▸ EXERCISE DESCRIPTION
In the text on students attending three conferences, what does area G stand for?

▸ TEXT SHOWN
-- BEGIN --

Drawing three circles that intersect one another, we identify seven independent areas called A, B, C, D, E, F and G.
The area A is the portion of the first circle that is outside of the other two, so represents the number of students that attended only the first conference, and attended neither of the other two.
The areas B and C represent the same as above, respectively to the second and the third conferences.
The areas D, E and F represent the number of students that attended, respectively, both the first and second conferences (but not the third), both the first and the third conferences (but not the second) and both the second and third conferences (but not the first).
Finally, the area G (the common area of the three circles) represents the number of students that attended all the three conferences.
Once this is made, let's start the solution.
The first conference was attended by (A + D + E + G) students, the second by (B + D + F + G) and the third by (C + E + F + G) students.
Since the three conferences was attended by the same number of students (let's call it N), we have :
N = (A + D + E + G) = (B + D + F + G) = (C + E + F + G)
A is half of the students that attended only the first conference, so :
A = (A + D + E + G)/2
2A = (A + D + E + G)......(1)
For the second and third conferences, we have :
3B = (B + D + F + G)..........(2)
and
4C = (C + E + F + G)...........(3)
And also : N = 2A = 3B = 4C ..........(4)
From (1)...... A = D + E + G .........(5)
From (2)......2B = D + F + G .........(6)
From (3)......3C = E + F + G..........(7)
Summing up (5), (6) and (7) :
A + 2B + 3C = 2(D + E + F) + 3G.......(8)
We know that (A + B + C + D + E + F + G) = 300.....(9)
(4) and (8) give us :
A + 4A/3 + 3A/2 = 2(D + E + F) + 3G........(10)
(4) and (9) give us :
A + 2A/3 + A/2 + (D + E + F) + G = 300........(11)
Eliminating (D + E + F) in (10) and (11) we'll find :
A = (3600 + 6G)/49
or
A = 73 + (6G + 23)/49
Since A is an integer, (6G + 23) must be a multiple of 49.
Making (6G + 23) = 49K (where K=1,2,3,4,...) we obtain :
G = (49K - 23)/6 = (8K - 4) + (K + 1)/6
and A = 73 + K.
By (5), A is greater than G, since A = (D + E + G), so :
73 + K > (49K - 23)/6,
wich gives K < 10,....

-- END --

▸ DATASET EXTRACT
-- BEGIN --

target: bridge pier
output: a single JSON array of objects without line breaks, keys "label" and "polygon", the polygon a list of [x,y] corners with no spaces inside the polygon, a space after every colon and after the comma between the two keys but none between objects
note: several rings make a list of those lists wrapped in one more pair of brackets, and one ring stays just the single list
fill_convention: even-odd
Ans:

-- END --
-- BEGIN --

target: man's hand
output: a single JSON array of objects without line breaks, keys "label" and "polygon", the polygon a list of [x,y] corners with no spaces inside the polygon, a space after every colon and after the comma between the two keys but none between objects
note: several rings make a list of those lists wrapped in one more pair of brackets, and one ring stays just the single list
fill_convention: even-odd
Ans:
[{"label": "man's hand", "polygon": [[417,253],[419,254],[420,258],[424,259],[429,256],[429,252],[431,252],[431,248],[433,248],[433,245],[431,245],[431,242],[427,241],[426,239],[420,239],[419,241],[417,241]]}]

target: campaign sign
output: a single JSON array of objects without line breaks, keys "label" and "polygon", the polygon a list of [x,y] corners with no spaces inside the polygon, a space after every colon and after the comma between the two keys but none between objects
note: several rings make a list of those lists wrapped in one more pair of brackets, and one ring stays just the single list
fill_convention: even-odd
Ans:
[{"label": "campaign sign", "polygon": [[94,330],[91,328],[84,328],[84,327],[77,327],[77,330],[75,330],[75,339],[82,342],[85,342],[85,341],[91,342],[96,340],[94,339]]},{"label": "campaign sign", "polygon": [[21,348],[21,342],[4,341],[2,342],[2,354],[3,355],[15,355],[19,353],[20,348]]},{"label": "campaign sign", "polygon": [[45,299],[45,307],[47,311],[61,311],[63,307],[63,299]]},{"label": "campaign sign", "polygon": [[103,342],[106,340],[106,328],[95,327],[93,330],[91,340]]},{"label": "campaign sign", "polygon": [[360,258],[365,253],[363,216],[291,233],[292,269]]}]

-- END --
-- BEGIN --

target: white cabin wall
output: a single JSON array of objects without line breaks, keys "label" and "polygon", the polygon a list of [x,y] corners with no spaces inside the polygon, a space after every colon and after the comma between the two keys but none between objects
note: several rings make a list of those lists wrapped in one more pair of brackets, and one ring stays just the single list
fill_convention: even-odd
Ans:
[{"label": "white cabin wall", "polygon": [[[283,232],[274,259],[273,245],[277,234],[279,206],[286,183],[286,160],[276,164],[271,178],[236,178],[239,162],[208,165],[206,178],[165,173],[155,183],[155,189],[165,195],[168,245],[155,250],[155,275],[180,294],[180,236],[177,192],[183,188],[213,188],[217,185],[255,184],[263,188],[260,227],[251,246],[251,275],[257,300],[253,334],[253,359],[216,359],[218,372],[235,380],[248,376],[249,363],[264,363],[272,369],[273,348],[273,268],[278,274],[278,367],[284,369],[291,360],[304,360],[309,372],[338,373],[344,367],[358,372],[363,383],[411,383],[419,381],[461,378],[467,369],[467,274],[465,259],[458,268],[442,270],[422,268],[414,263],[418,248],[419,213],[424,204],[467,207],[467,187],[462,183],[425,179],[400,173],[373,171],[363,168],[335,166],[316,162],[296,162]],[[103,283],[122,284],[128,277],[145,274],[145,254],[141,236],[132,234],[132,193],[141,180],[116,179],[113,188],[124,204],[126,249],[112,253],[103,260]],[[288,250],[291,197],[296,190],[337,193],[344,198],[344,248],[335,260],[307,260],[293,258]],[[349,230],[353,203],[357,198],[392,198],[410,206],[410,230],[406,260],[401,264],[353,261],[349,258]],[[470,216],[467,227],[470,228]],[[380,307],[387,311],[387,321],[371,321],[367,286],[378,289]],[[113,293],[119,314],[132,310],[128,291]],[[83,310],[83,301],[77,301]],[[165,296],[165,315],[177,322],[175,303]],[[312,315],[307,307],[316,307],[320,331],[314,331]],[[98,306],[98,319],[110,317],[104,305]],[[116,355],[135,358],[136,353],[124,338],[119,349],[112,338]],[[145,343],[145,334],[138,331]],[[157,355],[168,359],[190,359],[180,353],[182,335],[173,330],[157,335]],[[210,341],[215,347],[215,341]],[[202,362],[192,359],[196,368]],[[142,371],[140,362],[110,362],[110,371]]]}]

-- END --

▸ SOLUTION TO THE EXERCISE
The number of students who attended all three conferences.